▸ TAREFA A REALIZAR
No trecho da fonte sobre os "novos homens", traduza para o inglês a frase "Aprenderam a aprender e isso é ótimo para a sociedade como um todo."
----- TRECHO DA FONTE -----
Mary del Priore: Tudo junto, mas,
também, as novas condições nas quais vivem os tais "novos homens": idade
tardia para o casamento, vida de solteiro com as responsabilidades
domésticas, instabilidade econômica, descoberta de que o "emprego"
eterno foi trocado pelo "trabalho" intermitente, solidão nas grandes
cidades, enfim, a lista é longa. A partir daí os homens se adaptaram,
passaram a cozinhar, a ir ao supermercado, a levar os filhos na escola e
ao pediatra, a conviver com filhos e família de outras uniões, a viver
em um mundo, ele também "novo"! Aprenderam a aprender e isso é ótimo
para a sociedade como um todo.
iG: O último capítulo do seu livro aborda o fenômeno do MMA. Em qual homem o brasileiro se espelha? No “novo” ou no lutador?
----- EXTRATO DE DADOS -----
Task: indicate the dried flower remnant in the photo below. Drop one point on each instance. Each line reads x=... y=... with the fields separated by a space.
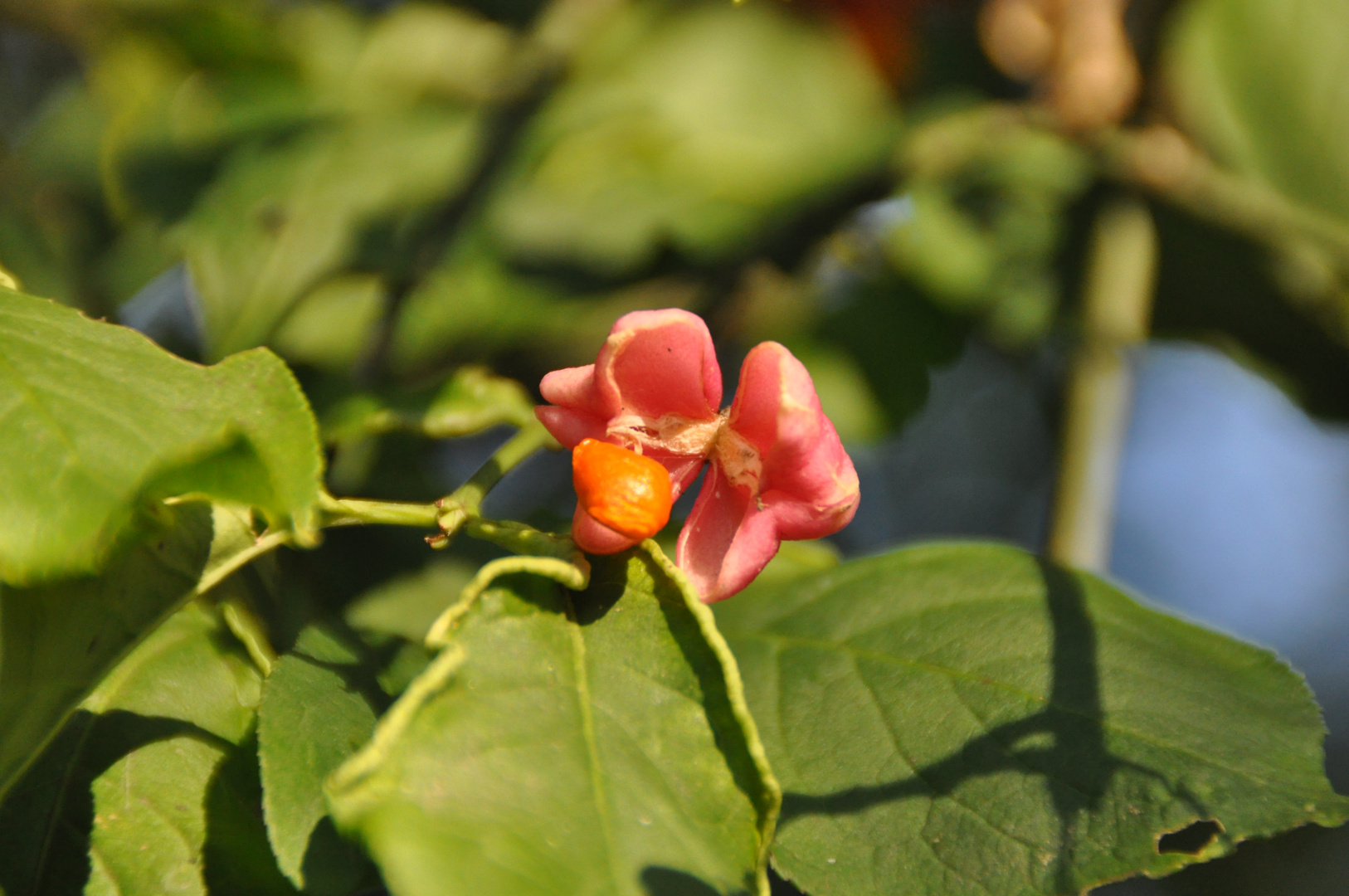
-----
▸ RESPOSTA
They learned to learn, and that is great for society as a whole.